Line by line, transcribe the data shown below.

════════════════

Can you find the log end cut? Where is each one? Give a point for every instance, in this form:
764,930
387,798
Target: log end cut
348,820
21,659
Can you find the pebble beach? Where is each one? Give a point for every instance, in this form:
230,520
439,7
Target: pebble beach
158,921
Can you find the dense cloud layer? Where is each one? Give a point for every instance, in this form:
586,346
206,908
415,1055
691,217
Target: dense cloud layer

════════════════

OUTPUT OF THE TASK:
Can you find the log end cut? Where is each one? Give a point for every instance, in this form:
764,930
387,798
Target: log end cut
348,820
21,659
Can you find the pebble beach? Where is each one? Give a point for every instance, in this form:
230,520
439,7
Target: pebble beach
158,921
Can you find the dense cloud layer? Where is each one? Give a point for every instance, in this form:
586,346
206,908
415,1055
691,217
Target: dense cloud layer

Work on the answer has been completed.